Write every entry out again, unchanged.

INFORMATION GIVEN Block Start

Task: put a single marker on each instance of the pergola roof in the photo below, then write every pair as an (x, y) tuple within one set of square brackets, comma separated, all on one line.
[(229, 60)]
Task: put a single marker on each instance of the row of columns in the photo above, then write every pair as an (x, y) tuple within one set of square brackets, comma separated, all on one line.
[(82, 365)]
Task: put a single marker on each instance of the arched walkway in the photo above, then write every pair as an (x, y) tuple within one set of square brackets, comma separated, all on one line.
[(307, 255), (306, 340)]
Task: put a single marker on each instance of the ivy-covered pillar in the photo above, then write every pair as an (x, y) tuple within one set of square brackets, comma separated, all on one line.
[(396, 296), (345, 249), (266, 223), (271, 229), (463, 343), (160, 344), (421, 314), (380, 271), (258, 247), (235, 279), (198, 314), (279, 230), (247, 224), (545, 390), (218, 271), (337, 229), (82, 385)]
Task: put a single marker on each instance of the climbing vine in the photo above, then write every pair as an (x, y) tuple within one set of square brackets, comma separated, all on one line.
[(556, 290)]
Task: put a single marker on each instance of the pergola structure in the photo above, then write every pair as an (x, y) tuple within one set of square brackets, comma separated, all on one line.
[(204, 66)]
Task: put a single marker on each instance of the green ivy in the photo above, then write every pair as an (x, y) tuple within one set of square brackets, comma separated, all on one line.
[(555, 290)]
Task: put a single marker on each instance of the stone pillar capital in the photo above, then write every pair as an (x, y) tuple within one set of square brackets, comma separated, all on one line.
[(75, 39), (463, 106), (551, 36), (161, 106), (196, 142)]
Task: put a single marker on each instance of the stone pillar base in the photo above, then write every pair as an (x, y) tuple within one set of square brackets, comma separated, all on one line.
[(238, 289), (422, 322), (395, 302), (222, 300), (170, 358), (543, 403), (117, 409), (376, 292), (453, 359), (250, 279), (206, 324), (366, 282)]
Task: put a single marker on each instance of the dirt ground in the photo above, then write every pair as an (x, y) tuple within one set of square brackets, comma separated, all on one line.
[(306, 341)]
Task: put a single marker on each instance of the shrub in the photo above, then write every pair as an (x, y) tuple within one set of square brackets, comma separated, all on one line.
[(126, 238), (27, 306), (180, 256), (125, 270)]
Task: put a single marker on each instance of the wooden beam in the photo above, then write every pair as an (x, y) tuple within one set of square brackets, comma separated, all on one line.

INFORMATION GIVEN Block End

ANSWER FOR THE TASK =>
Task: put a single marker on each instance of the pergola roof in the photo below, then write every pair as an (x, y) tuple within one set of square brackets, comma separated, all on one line.
[(229, 60)]
Task: put a single marker on each instance of the row of columns in the photo above, then write every pair as an (x, y) tuple within one set of square brackets, comma separated, all on one line.
[(82, 365)]
Task: put a single marker on each instance of the arched walkway in the photo above, then write every pair as an (x, y) tuple within one set of square brackets, comma separated, all on one line.
[(307, 255), (306, 340)]
Task: put a single marker on each instance of the ivy-covered pillar in the photo above, then write every pair as an (x, y) tuple within one set of square brackets, comma separated, all on one line.
[(396, 296), (345, 249), (266, 223), (271, 229), (463, 343), (160, 344), (421, 314), (380, 271), (258, 247), (235, 279), (198, 314), (279, 230), (247, 224), (545, 390), (218, 271), (337, 229), (82, 385)]
Task: put a single marker on each instance of the climbing vine in the photo above, then write every pair as an (x, y) tuple within one set of square brackets, comma separated, all on one line.
[(556, 290)]
Task: put a single marker on each instance of the pergola structure in the photo above, then write every pair as an (x, y) tuple within one set of square brackets, comma separated, all on one line.
[(204, 66)]
Task: put a single marker on each instance of the green ivy in the photo above, then write every pair as an (x, y) tuple within one set of square brackets, comma separated, all on one line.
[(555, 290)]
Task: put a single marker on each instance of the stone pillar capital in the photo above, then write every pair as an (x, y) tuple within one set of square brackets, comma separated, all on one line.
[(75, 39), (463, 106), (551, 36), (161, 106), (196, 142)]
Task: put a single marker on each instance of the stone pillar base in the photo above, then write every pair as an (x, y) tuple within one set of square brackets, comma separated, all on one line.
[(238, 289), (422, 322), (395, 302), (222, 300), (170, 358), (543, 403), (117, 409), (376, 292), (453, 359), (250, 279), (206, 324), (366, 282)]
Task: put a single marker on each instance of the dirt ground in the photo above, then write every pair as an (x, y) tuple within one set of square brackets, comma separated, all on one line.
[(306, 341)]
Task: put a single marker on each instance of the shrub in the photo above, then write every pair as an (x, y) tuple within one set of square brackets, comma separated, all on one line.
[(126, 238), (27, 306), (180, 256), (125, 270)]
Task: put a single marker on each instance of the wooden beam in the photo above, then write every pair as an (x, y) tuple within one set of square brackets, comma separated, all on one line.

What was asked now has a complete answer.